------ Document segment
VkResult result = vkCreateDevice(_physical_device, &create_info, nullptr, &_device);
if (result != VK_SUCCESS)
{
    LOG_ERROR("Render", "Failed to create logical device!");
    return 0;
}

Note that we can specify the device extensions and layers we want to use, since we are not using any we can leave them in the default value (0). Then we have to fill the number of different queue families we are creating and the pointers to the structures we previously prepared. And remember, always clean your room program before exiting.

vkDestroyDevice(_device, nullptr);

The last step is to retrieve the VkQueue handle. First, we will create a class member to store it and then retrieve the queue by calling the function vkGetDeviceQueue. The good point about queues is that is not necessary to clean them up since they will be cleaned for you when the device they belong to is destroyed.

VkQueue _graphics_queue;

. . . . . . . . 

vkGetDeviceQueue(_device, _queue_indices.graphics_family, 0, &_graphics_queue);

We will use the index 0 since we just have one queue. Now that we have the logical device, we can start to do things with our graphic card, but it will take us hundreds of lines of code more.

Vulkan is not a platform-specific API, so it can't interface directly with our window by default. To present results in our window we will need to establish a connection between Vulkan and it by using an extension (VK_KHR_surface). This extension exposes a VkSurfaceKHR object is used to present our rendered images. Since VK_KHR_surface extension is also platform agnostic we will need another extension on top of that, VK_KHR_win32_surface in this case since we are using the win32 window.

So let's start by adding a class member of type VkSurfaceKHR.

VkSurfaceKHR _surface;

Then we will have to fill the VkWin32SurfaceCreateInfoKHR structure and call to the appropriate create function. For accessing platform-specific functions we will use #define VK_USE_PLATFORM_WIN32_KHR, otherwise, we won't have access to that structure and function.

VkWin32SurfaceCreateInfoKHR create_info = {};
create_info.sType = VK_STRUCTURE_TYPE_WIN32_SURFACE_CREATE_INFO_KHR;
create_info.hwnd = window; // win32 Window handle
create_info.hinstance = instance; // Process handle

VkResult result = vkCreateWin32SurfaceKHR(_instance, &create_info, nullptr, &_surface);
if (result != VK_SUCCESS)
{
    LOG_ERROR("Render", "Failed to create window surface");
    return 0;
}

And remember to call to the apropiate destroy function at the end of the program.

vkDestroySurfaceKHR(_instance, _surface, nullptr);

Now we will have to add the extension to the Vulkan implementation, for doing so we just have to specify the extension names where we created the VkInstance.

extensions.push_back(VK_KHR_SURFACE_EXTENSION_NAME);
extensions.push_back("VK_KHR_win32_surface");

Now we will have to create the presentation queue since our graphics queue does not support presentation commands.

The first step will be to modify our QueueFamilyIndices structure to add another index, at the end is possible that one queue family supports both types of commands but it is also possible that it doesn't, so we will add a new field to the structure.
------------
------ Entries shown
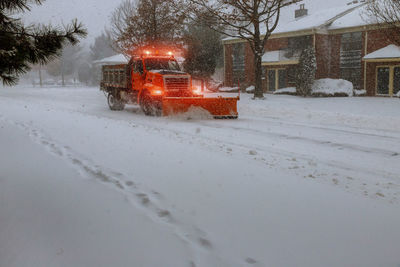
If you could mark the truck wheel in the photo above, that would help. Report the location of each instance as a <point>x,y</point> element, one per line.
<point>115,102</point>
<point>149,106</point>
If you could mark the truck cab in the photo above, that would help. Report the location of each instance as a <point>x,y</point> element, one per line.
<point>158,85</point>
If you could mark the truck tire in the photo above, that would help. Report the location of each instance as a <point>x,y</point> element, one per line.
<point>115,102</point>
<point>150,106</point>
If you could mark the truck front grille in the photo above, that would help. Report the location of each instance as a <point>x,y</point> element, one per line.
<point>177,83</point>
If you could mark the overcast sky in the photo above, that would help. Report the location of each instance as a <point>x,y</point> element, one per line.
<point>95,14</point>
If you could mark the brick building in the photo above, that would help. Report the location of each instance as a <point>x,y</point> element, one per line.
<point>347,47</point>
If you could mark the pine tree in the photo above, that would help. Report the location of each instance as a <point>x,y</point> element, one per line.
<point>305,74</point>
<point>21,46</point>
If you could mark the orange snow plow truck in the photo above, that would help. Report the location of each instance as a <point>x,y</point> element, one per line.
<point>157,84</point>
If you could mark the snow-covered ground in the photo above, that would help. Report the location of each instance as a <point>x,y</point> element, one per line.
<point>293,182</point>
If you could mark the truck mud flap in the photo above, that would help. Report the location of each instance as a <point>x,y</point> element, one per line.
<point>219,107</point>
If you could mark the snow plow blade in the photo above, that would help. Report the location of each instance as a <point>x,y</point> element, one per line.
<point>218,107</point>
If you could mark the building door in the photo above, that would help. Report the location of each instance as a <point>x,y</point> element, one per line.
<point>388,80</point>
<point>271,80</point>
<point>276,79</point>
<point>396,80</point>
<point>383,78</point>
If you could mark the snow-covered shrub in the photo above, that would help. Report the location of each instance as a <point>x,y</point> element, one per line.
<point>286,91</point>
<point>250,89</point>
<point>305,74</point>
<point>332,87</point>
<point>228,89</point>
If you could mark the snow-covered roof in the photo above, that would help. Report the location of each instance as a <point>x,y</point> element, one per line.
<point>390,51</point>
<point>117,59</point>
<point>314,20</point>
<point>320,18</point>
<point>276,56</point>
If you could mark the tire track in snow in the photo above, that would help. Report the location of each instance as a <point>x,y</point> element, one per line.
<point>195,238</point>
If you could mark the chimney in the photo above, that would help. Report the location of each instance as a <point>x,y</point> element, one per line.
<point>301,12</point>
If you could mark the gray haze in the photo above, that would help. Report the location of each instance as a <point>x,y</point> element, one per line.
<point>95,14</point>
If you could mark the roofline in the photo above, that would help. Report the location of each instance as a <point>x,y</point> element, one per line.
<point>313,31</point>
<point>321,29</point>
<point>384,59</point>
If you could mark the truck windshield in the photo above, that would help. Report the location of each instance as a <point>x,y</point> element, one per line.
<point>161,64</point>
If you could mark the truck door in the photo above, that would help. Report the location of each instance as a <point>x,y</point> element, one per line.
<point>138,75</point>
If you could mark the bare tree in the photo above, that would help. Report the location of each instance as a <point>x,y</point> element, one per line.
<point>250,20</point>
<point>386,12</point>
<point>147,23</point>
<point>120,21</point>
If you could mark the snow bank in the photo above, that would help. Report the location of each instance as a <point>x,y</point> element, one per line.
<point>332,87</point>
<point>286,91</point>
<point>228,89</point>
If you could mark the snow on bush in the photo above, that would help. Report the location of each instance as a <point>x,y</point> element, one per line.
<point>305,73</point>
<point>228,89</point>
<point>286,91</point>
<point>360,92</point>
<point>250,89</point>
<point>332,87</point>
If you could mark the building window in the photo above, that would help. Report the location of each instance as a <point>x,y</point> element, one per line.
<point>238,59</point>
<point>276,79</point>
<point>388,80</point>
<point>297,44</point>
<point>350,58</point>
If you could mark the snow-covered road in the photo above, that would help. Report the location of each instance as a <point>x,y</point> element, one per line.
<point>292,182</point>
------------
In the Vulkan tutorial excerpt, which extension is added on top of VK_KHR_surface because the program uses a win32 window?

VK_KHR_win32_surface